### TAREFAS
A - Transcreva a parte do texto sobre o novo código de mineração entre "O fato proteção" e "sua política econômica.", inclusive.
B - Liste todos os países e continentes mencionados no texto sobre o novo código de mineração.
C - De acordo com o texto sobre o novo código de mineração, quando as grandes mineradoras iniciavam a produção nas áreas que ocupavam?

### TRECHO DA PÁGINA
● ● ● ●

NOVO
CÓDIGO DE MINERAÇÃO:
A
ENTREGA DOS RECURSOS MINERAIS CONTINUA
Wladmir
Coelho
A tentativa de
superação do modelo econômico de base colonial no Brasil pode ser analisada
considerando-se as medidas de proteção e incentivo a criação de um setor
industrial nacional.
O fato proteção surge
da constatação da existência de uma política econômica dos grandes grupos
siderúrgicos internacionais localizados – inicialmente – nos Estados Unidos e
Europa que situados nas proximidades de áreas produtoras importavam do Brasil,
inclusive, uma complementação do minério necessário à produção de aço.
As grandes mineradoras
– seguindo a fórmula adotada no setor petrolífero – ocupavam áreas ricas em
minério de ferro e somente iniciavam a produção quando conveniente aos
interesses de sua política econômica.
Esta prática complementava-se
com o controle da tecnologia necessária a implantação de grandes siderúrgicas e
altos-fornos projetados para o uso de carvão com características diferentes
daquele conhecido no Brasil.

● ● ● ●

### MATERIAL
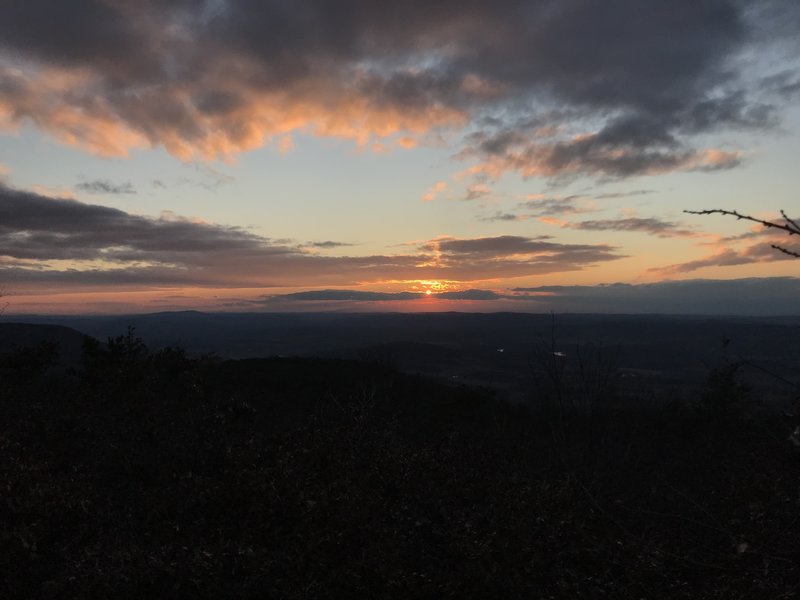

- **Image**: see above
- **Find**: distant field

● ● ● ●

### RESPOSTAS POR TAREFA
A -
O fato proteção surge
da constatação da existência de uma política econômica dos grandes grupos
siderúrgicos internacionais localizados – inicialmente – nos Estados Unidos e
Europa que situados nas proximidades de áreas produtoras importavam do Brasil,
inclusive, uma complementação do minério necessário à produção de aço.
As grandes mineradoras
– seguindo a fórmula adotada no setor petrolífero – ocupavam áreas ricas em
minério de ferro e somente iniciavam a produção quando conveniente aos
interesses de sua política econômica.

B - Brasil, Estados Unidos, Europa

C - Somente quando conveniente aos interesses de sua política econômica.